WHAT YOU SHOULD DO —
From the article on evaluating language models with a creative coding challenge, transcribe the passage between "- o1 (opens" and "within the constraints?", inclusive.

Multimodal Language Model Evaluation: A Creative Coding Challenge
January 27, 2025
Introduction
Creative code-based art challenges offer a way to explore and test how language models solve problems requiring both technical and visual thinking.
Recently, we challenged four leading LLMs (DeepSeek-R1, Claude 3.5 Sonnet, Gemini 1.5 Flash, and o1) to produce original code-based digital art. Genuary (opens in a new tab) is a month-long event where participants create code art based on daily prompts.
Specifically, we tasked each model to complete the Jan 27 (opens in a new tab) prompt: "Make something interesting with no randomness or noise or trig."
We then evaluated each submission against three user-focused visual metrics, using Mandoline's multimodal evaluation capabilities.
Below we discuss our experiment and share key insights on using user-relevant evaluation metrics in creative contexts.
Experiment
We tested four leading multimodal language models:
- DeepSeek-R1 (opens in a new tab)
- Claude 3.5 Sonnet (opens in a new tab)
- Gemini 1.5 Flash (opens in a new tab)
- o1 (opens in a new tab)
Each model was prompted using identical instructions, which included:
- The code-based art challenge
- A request to brainstorm approaches
- Implementation instructions (output must be a single, self-contained HTML file)
We then evaluated each response using three metrics:
- Conceptual Depth: Does the code exhibit thoughtful, novel, and thematically interesting logic?
- Creative Originality: Is the approach unusual or surprising within the constraints?
- Aesthetic Impact: How visually compelling or striking is the result?
Each metric is scored from -1.0 to 1.0, with higher scores indicating better performance.
Results
Here's how each model responded to the challenge:
DeepSeek-R1
Claude 3.5 Sonnet
Gemini 1.5 Flash
o1
Evaluations
The models scored across our three metrics as follows:
Model | Conceptual Depth | Creative Originality | Aesthetic Impact | Notable Approach |
---|---|---|---|---|
DeepSeek-R1 | 0.28 | 0.26 | 0.70 | Modular arithmetic with phase-shifted color transitions. |
Claude 3.5 Sonnet | 0.25 | 0.26 | 0.25 | Fibonacci sequences with "crystalline" expansions. |
Gemini 1.5 Flash | 0.30 | 0.16 | 0.10 | Cellular automata based on neighbor rules. |
o1 | 0.10 | -0.10 | -0.10 | Pixel-based color evolution system. |
DeepSeek-R1's modular arithmetic approach with phase-shifted color transitions led to significantly higher aesthetic impact (0.70) compared to other models.

[Descriptions of regions in natural language]
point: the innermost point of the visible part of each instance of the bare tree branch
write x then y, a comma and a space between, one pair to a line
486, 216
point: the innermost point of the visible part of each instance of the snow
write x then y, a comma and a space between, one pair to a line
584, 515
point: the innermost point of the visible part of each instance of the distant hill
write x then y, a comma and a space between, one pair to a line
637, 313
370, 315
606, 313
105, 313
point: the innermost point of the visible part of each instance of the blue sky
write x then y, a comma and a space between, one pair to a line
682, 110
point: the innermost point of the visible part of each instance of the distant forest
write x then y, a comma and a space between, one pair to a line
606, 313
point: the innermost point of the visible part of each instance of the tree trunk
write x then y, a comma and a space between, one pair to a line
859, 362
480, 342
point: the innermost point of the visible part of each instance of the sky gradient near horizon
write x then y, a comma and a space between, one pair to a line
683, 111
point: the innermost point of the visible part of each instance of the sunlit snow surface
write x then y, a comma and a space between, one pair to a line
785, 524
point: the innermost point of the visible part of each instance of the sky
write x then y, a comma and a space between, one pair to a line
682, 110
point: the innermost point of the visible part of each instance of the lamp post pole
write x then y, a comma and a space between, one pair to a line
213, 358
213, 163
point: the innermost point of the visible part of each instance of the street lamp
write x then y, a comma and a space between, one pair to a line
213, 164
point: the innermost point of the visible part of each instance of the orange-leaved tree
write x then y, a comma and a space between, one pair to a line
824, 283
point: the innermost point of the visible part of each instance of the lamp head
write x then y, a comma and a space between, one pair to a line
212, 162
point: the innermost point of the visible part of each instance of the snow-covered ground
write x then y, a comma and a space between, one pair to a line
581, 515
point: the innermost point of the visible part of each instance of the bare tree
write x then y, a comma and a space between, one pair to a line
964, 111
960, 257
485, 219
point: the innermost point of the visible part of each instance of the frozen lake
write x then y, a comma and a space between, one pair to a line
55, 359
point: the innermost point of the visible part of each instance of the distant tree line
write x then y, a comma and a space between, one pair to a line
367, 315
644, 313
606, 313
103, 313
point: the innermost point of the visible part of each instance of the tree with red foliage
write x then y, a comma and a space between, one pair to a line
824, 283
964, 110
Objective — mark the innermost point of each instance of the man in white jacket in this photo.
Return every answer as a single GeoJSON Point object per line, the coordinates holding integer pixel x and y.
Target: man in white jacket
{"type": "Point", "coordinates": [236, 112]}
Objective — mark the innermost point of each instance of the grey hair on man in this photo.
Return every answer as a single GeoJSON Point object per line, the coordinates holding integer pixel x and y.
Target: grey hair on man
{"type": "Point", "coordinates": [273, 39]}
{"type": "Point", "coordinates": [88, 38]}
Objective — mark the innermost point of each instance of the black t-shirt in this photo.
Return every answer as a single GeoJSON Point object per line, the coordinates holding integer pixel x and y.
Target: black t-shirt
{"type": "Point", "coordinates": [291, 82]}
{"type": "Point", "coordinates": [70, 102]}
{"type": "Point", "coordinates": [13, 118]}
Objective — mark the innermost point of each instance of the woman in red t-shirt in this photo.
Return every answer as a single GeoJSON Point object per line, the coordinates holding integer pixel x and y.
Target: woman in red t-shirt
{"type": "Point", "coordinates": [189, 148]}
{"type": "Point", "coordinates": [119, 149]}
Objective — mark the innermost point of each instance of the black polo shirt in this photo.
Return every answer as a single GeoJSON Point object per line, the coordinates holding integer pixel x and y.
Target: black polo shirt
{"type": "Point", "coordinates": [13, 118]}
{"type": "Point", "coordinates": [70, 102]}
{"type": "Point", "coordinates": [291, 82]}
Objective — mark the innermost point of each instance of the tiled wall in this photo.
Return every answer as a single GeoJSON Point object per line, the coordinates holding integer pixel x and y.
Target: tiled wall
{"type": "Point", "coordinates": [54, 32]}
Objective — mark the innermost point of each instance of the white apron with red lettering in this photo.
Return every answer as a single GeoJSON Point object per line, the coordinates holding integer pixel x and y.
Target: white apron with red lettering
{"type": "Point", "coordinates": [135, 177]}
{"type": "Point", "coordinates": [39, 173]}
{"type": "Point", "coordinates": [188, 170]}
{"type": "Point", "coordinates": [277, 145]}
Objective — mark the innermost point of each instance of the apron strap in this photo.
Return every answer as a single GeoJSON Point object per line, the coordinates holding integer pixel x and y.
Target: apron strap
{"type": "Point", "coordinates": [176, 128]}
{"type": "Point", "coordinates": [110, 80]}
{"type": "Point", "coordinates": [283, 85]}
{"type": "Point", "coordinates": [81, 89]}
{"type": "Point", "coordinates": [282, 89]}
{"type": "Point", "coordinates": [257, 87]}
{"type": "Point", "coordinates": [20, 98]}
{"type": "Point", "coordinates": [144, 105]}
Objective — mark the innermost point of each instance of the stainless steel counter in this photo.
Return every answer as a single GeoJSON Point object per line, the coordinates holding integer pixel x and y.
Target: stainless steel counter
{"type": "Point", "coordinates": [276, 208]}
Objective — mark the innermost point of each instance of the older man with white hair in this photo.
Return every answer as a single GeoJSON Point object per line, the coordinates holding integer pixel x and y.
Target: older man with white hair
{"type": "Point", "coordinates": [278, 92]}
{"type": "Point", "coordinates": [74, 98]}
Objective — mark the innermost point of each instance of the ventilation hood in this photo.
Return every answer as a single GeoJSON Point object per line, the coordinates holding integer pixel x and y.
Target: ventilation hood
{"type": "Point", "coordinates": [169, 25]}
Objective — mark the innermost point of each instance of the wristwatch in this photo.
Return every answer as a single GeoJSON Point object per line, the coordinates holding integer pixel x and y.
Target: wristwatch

TASK ANSWER —
- o1 (opens in a new tab)
Each model was prompted using identical instructions, which included:
- The code-based art challenge
- A request to brainstorm approaches
- Implementation instructions (output must be a single, self-contained HTML file)
We then evaluated each response using three metrics:
- Conceptual Depth: Does the code exhibit thoughtful, novel, and thematically interesting logic?
- Creative Originality: Is the approach unusual or surprising within the constraints?